From the first entry to the last, copy each one exactly.

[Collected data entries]

------

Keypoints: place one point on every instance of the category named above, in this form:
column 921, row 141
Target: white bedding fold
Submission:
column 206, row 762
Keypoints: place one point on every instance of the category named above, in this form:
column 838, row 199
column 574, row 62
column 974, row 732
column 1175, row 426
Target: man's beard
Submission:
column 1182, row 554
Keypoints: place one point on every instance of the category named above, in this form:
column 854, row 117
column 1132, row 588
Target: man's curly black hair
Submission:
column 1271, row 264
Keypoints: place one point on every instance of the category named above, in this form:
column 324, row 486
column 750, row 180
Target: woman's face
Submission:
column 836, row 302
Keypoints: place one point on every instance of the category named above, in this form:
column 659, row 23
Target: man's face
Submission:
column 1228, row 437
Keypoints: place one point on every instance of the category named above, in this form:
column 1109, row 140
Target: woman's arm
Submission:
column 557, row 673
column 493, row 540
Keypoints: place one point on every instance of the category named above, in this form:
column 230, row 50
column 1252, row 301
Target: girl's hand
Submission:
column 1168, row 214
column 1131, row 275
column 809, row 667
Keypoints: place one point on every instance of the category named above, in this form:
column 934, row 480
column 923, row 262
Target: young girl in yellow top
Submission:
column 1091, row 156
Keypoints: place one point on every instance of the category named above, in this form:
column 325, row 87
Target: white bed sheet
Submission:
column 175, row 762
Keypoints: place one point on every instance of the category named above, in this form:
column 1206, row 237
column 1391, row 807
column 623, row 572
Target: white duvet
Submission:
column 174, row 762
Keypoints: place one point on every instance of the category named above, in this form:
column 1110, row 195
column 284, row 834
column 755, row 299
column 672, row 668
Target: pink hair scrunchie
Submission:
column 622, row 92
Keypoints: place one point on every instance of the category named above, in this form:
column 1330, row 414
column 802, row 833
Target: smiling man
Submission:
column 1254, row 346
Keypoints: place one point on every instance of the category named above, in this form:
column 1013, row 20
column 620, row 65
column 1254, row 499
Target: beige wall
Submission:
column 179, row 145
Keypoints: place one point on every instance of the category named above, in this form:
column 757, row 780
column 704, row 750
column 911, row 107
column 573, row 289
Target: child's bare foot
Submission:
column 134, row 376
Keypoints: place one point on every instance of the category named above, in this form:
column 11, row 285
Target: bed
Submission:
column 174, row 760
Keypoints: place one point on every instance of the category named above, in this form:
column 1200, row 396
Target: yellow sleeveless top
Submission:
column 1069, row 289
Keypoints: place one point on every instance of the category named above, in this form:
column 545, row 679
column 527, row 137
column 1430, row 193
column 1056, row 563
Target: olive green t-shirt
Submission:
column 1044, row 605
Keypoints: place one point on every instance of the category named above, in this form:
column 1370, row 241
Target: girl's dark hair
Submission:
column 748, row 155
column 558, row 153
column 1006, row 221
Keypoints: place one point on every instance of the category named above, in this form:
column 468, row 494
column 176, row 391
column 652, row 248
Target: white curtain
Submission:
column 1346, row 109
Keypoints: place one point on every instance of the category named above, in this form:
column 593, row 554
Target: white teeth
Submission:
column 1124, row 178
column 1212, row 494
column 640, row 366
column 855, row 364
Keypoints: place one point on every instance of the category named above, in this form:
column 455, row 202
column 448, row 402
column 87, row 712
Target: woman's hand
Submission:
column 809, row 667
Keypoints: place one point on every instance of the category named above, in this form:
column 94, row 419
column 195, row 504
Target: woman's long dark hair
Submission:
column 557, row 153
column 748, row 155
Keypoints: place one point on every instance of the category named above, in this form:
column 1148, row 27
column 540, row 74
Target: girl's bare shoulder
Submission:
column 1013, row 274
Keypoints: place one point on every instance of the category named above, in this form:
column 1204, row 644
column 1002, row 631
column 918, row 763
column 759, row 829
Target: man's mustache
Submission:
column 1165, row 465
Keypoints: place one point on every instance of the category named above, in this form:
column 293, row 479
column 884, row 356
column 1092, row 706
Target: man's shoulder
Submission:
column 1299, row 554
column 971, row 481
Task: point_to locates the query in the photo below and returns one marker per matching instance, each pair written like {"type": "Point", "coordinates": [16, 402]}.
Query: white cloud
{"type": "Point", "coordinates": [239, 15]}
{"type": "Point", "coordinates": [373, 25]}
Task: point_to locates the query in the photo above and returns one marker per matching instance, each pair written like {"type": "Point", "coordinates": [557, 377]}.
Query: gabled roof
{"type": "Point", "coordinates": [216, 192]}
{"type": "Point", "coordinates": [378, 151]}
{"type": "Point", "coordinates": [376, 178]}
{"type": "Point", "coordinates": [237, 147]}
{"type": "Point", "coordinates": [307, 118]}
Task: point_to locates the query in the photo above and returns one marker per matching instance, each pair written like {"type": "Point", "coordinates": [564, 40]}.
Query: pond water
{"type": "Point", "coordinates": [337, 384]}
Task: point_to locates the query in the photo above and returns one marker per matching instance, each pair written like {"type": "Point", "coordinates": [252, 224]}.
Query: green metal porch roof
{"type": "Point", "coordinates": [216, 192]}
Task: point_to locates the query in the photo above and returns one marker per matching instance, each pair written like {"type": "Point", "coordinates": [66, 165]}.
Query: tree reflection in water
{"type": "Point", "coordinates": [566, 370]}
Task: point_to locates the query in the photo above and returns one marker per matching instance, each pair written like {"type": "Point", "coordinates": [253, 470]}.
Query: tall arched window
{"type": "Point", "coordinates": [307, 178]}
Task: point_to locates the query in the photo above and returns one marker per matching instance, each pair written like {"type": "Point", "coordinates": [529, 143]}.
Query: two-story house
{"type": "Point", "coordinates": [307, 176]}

------

> Exercise answer
Keypoints: place one point on every instance of the category named above, in this form:
column 921, row 141
Target: white bedding fold
Submission:
column 206, row 762
Keypoints: place one point on every instance of the category named above, in this form:
column 838, row 199
column 574, row 62
column 974, row 732
column 1175, row 426
Target: man's beard
Submission:
column 1182, row 554
Keypoints: place one point on every instance of the category named above, in this form:
column 854, row 117
column 1132, row 588
Target: man's curly black hair
Submission:
column 1271, row 264
Keypoints: place one point on every instance of the category named above, in this form:
column 324, row 486
column 750, row 180
Target: woman's face
Submission:
column 836, row 302
Keypoints: place one point on every instance of the category named above, in this form:
column 659, row 23
Target: man's face
Submission:
column 1228, row 437
Keypoints: place one point on every instance of the category named above, in this form:
column 1109, row 140
Target: woman's arm
Submission:
column 557, row 673
column 493, row 540
Keypoints: place one point on every instance of the category named above, in this form:
column 230, row 50
column 1252, row 301
Target: girl's hand
Submission:
column 1168, row 214
column 1131, row 275
column 809, row 667
Keypoints: place one point on every instance of the category named above, in this form:
column 934, row 480
column 923, row 262
Target: young girl in yellow top
Submission:
column 1091, row 156
Keypoints: place one point on every instance of the category named above, in this form:
column 325, row 87
Target: white bed sheet
Submission:
column 175, row 762
Keypoints: place one point on every instance of the category named above, in this form:
column 1206, row 237
column 1391, row 807
column 623, row 572
Target: white duvet
Submission:
column 174, row 762
Keypoints: place one point on every instance of the category named above, in this form:
column 1110, row 195
column 284, row 834
column 755, row 299
column 672, row 668
Target: pink hair scrunchie
Submission:
column 622, row 92
Keypoints: place one point on every instance of the category named above, in this form:
column 1330, row 414
column 802, row 833
Target: smiling man
Submission:
column 1254, row 346
Keypoints: place one point on every instance of the category named above, in this form:
column 1013, row 20
column 620, row 65
column 1254, row 499
Target: beige wall
Submission:
column 179, row 145
Keypoints: place one point on every instance of the category named above, in this form:
column 757, row 780
column 704, row 750
column 911, row 107
column 573, row 289
Target: child's bare foot
Submission:
column 134, row 376
Keypoints: place one point on every instance of the category named above, in this form:
column 11, row 285
Target: bed
Submission:
column 174, row 760
Keypoints: place one point on every instance of the category named above, in this form:
column 1200, row 396
Target: yellow sleeveless top
Submission:
column 1069, row 289
Keypoints: place one point on every instance of the category named above, in this form:
column 545, row 679
column 527, row 137
column 1430, row 193
column 1056, row 563
Target: olive green t-shirt
Submission:
column 1044, row 605
Keypoints: place one point on every instance of the category named above, in this form:
column 1370, row 241
Target: girl's dark hair
Submission:
column 748, row 155
column 558, row 153
column 1006, row 221
Keypoints: place one point on every instance of the category named above, in this form:
column 468, row 494
column 176, row 391
column 652, row 248
Target: white curtain
Submission:
column 1346, row 109
Keypoints: place one point on every instance of the category named above, in this form:
column 593, row 554
Target: white teeth
Submission:
column 1124, row 178
column 1212, row 494
column 640, row 366
column 855, row 364
Keypoints: place one point on every instance of the category named above, in this form:
column 455, row 202
column 448, row 402
column 87, row 712
Target: woman's hand
Submission:
column 809, row 667
Keypoints: place one point on every instance of the category named above, in this form:
column 94, row 419
column 195, row 504
Target: woman's long dark hair
Submission:
column 557, row 153
column 748, row 155
Keypoints: place one point on every instance of the category named above, in this form:
column 1148, row 27
column 540, row 74
Target: girl's bare shoulder
Submission:
column 1013, row 274
Keypoints: place one point on every instance of the category named above, in this form:
column 1204, row 644
column 1002, row 631
column 918, row 763
column 759, row 829
Target: man's mustache
Submission:
column 1165, row 465
Keypoints: place one point on every instance of the category named above, in this form:
column 293, row 479
column 884, row 356
column 1092, row 706
Target: man's shoulder
Submission:
column 1299, row 554
column 971, row 481
Task: point_to locates the query in the photo below and returns one marker per matching instance, each pair written like {"type": "Point", "coordinates": [16, 402]}.
Query: white cloud
{"type": "Point", "coordinates": [239, 15]}
{"type": "Point", "coordinates": [373, 25]}
Task: point_to locates the query in the photo above and returns one marker per matching instance, each pair written like {"type": "Point", "coordinates": [557, 377]}.
Query: gabled roof
{"type": "Point", "coordinates": [216, 192]}
{"type": "Point", "coordinates": [378, 151]}
{"type": "Point", "coordinates": [376, 178]}
{"type": "Point", "coordinates": [237, 147]}
{"type": "Point", "coordinates": [307, 118]}
Task: point_to locates the query in the photo above and returns one marker per matching instance, each pair written like {"type": "Point", "coordinates": [564, 40]}.
Query: pond water
{"type": "Point", "coordinates": [337, 384]}
Task: point_to locates the query in the photo above and returns one marker per matching instance, each pair written like {"type": "Point", "coordinates": [252, 224]}.
Query: green metal porch roof
{"type": "Point", "coordinates": [216, 192]}
Task: point_to locates the query in the photo above and returns one marker per matching instance, each pair written like {"type": "Point", "coordinates": [66, 165]}.
Query: tree reflection in water
{"type": "Point", "coordinates": [566, 370]}
Task: point_to locates the query in the photo above and returns one marker per matching instance, each pair written like {"type": "Point", "coordinates": [253, 470]}.
Query: tall arched window
{"type": "Point", "coordinates": [307, 178]}
Task: point_to locates the query in the photo above and returns one marker per matching instance, each pair written like {"type": "Point", "coordinates": [529, 143]}.
Query: two-story house
{"type": "Point", "coordinates": [307, 176]}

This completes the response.